## [RECORDED DATA]
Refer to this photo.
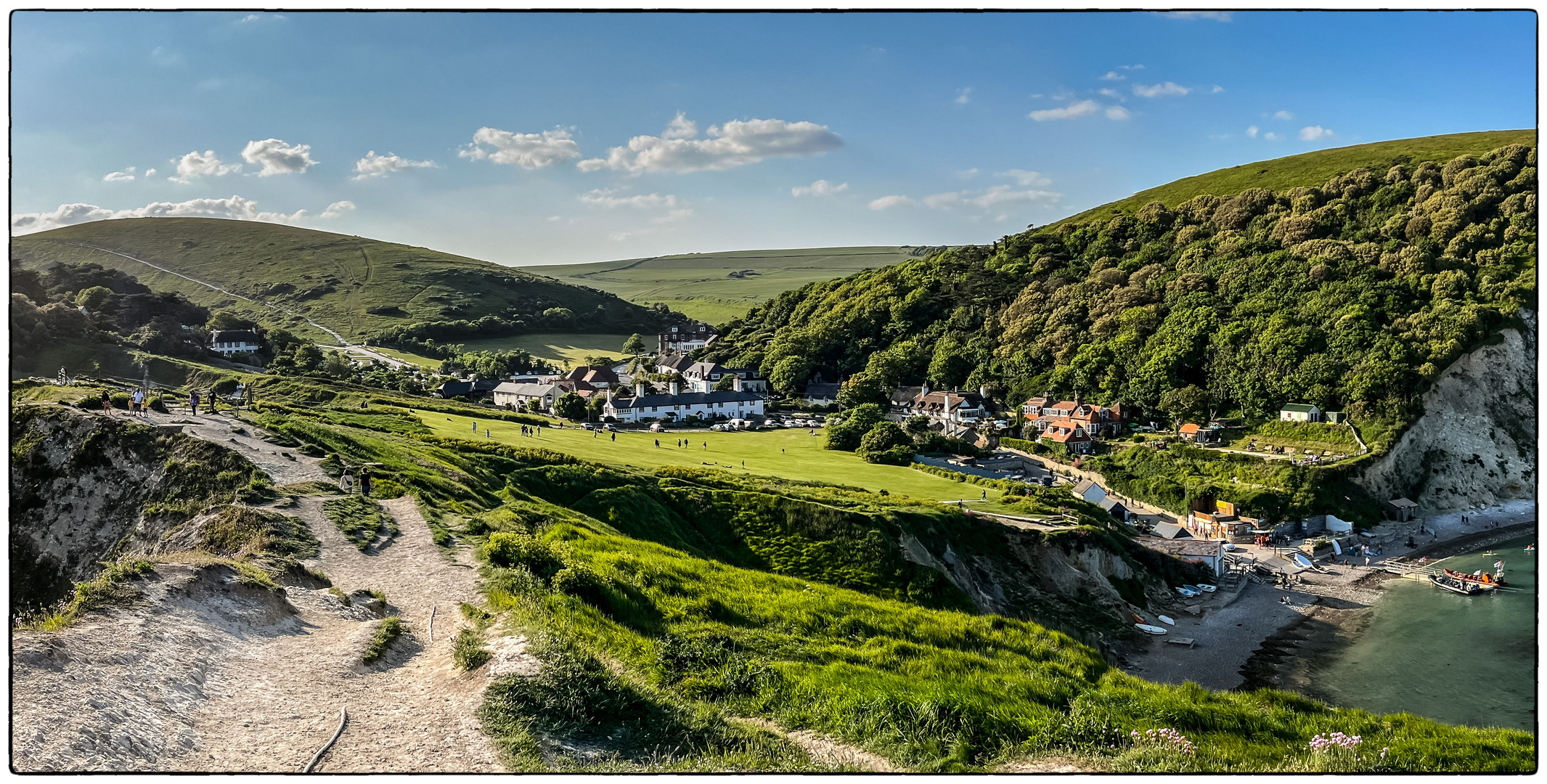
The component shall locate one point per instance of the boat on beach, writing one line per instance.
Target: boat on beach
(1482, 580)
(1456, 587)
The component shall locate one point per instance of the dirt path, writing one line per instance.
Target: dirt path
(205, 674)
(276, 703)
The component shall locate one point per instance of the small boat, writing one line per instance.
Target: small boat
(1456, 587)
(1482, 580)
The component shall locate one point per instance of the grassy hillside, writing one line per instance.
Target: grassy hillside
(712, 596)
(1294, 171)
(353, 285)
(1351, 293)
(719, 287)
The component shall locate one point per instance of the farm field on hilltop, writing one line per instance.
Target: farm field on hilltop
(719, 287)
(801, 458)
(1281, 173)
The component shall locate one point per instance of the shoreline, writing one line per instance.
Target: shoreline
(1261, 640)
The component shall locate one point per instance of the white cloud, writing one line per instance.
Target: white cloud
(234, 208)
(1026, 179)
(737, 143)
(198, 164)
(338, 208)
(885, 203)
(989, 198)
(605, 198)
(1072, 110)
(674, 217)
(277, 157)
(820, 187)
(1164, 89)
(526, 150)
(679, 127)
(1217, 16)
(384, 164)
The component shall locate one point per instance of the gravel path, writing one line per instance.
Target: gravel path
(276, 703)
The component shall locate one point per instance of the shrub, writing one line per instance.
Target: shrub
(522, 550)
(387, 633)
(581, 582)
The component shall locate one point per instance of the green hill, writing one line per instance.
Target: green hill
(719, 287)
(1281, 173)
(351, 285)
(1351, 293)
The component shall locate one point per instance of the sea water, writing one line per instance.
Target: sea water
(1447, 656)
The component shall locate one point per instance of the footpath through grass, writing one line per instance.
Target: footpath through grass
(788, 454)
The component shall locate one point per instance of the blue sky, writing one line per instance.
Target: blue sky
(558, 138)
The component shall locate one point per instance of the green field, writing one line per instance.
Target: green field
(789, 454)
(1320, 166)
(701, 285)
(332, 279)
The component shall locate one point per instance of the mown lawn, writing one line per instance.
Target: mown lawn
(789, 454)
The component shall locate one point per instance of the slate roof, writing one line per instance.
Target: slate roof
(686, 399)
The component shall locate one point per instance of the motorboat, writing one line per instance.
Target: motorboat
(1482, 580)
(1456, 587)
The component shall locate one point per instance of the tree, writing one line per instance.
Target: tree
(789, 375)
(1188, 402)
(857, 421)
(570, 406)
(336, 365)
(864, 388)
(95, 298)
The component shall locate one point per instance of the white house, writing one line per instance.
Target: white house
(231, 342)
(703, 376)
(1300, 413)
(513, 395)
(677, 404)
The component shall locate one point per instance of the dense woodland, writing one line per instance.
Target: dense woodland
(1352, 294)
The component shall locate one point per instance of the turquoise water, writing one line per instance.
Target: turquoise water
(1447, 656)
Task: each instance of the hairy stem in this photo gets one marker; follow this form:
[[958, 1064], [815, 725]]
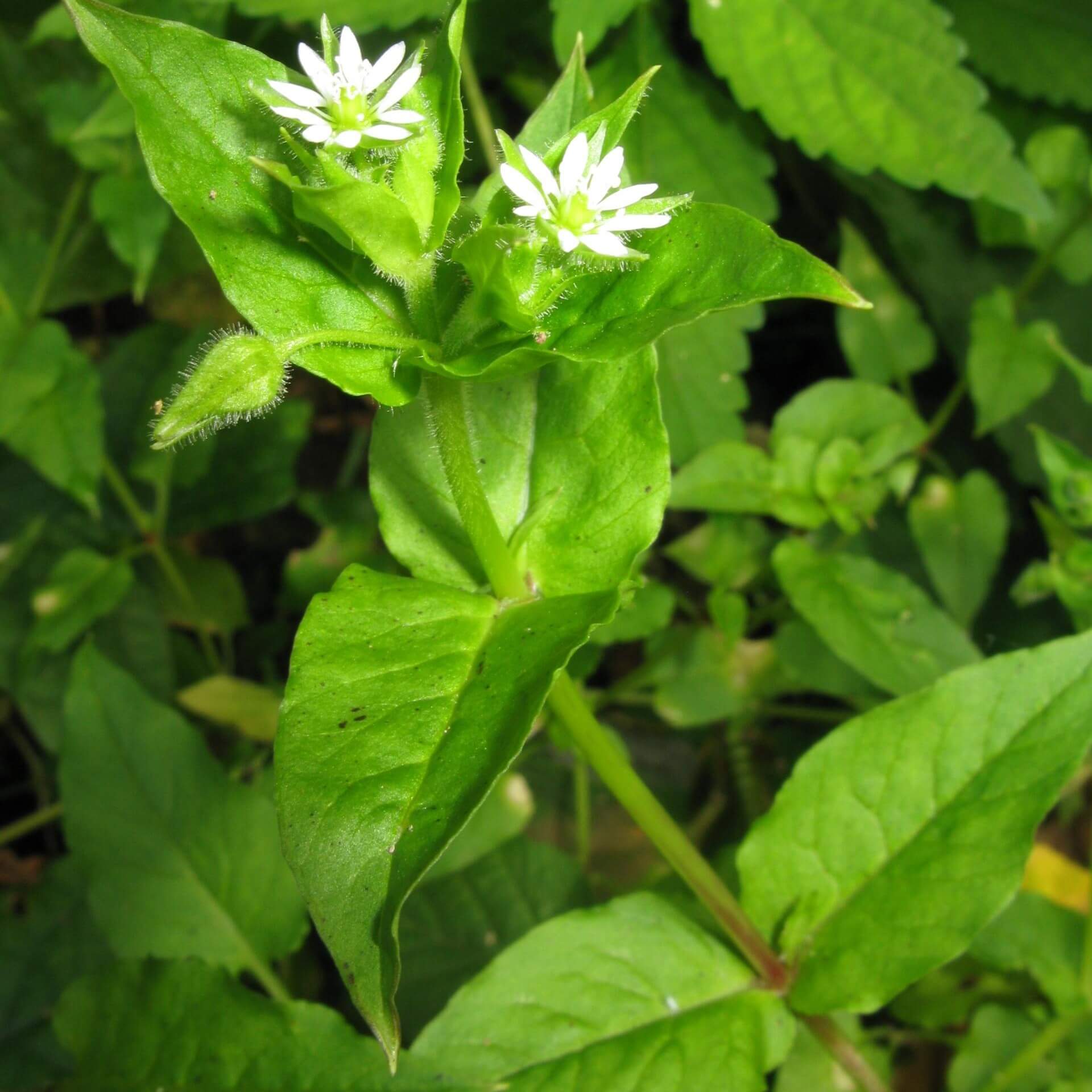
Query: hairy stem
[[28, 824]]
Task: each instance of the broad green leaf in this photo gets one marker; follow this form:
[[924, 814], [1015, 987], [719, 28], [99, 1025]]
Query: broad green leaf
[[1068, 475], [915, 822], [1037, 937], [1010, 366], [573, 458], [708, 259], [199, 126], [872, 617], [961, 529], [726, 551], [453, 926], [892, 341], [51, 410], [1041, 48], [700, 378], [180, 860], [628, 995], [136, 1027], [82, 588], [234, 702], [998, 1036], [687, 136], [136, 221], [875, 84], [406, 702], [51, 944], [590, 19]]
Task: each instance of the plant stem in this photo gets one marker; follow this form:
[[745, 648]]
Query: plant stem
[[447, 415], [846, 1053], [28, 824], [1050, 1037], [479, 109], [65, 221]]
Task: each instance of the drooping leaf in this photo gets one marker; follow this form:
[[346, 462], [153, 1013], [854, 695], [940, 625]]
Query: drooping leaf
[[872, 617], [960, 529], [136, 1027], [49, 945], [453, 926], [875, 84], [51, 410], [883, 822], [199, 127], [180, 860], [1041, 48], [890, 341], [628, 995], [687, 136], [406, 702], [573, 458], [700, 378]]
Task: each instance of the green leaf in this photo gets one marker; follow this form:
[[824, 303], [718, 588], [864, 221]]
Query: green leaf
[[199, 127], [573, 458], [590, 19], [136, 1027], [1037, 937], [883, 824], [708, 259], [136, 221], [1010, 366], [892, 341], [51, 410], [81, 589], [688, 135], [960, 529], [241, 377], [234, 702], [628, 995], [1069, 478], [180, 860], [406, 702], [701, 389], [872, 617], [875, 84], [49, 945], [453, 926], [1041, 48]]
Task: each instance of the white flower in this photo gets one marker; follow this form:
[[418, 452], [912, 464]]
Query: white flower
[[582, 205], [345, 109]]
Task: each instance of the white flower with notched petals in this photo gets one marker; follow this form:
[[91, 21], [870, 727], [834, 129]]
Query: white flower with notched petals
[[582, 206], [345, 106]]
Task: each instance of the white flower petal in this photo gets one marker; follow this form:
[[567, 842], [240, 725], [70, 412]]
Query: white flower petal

## [TO DO]
Everything from the line with "Target: turquoise water" down to the line with "[[924, 814], [1015, 987], [719, 28], [99, 1025]]" in the data above should be copied exactly, with both end lines kept and the pictures left out.

## [EXERCISE ANSWER]
Target: turquoise water
(1447, 656)
Task: each instance of the hairy stem in this photo gets one marker; follow this form:
[[958, 1064], [815, 725]]
Query: hairy stem
[[28, 824]]
Task: each instance of the broad green leaf in this photo gets one marker; follow this form:
[[924, 814], [1015, 987], [719, 28], [99, 1025]]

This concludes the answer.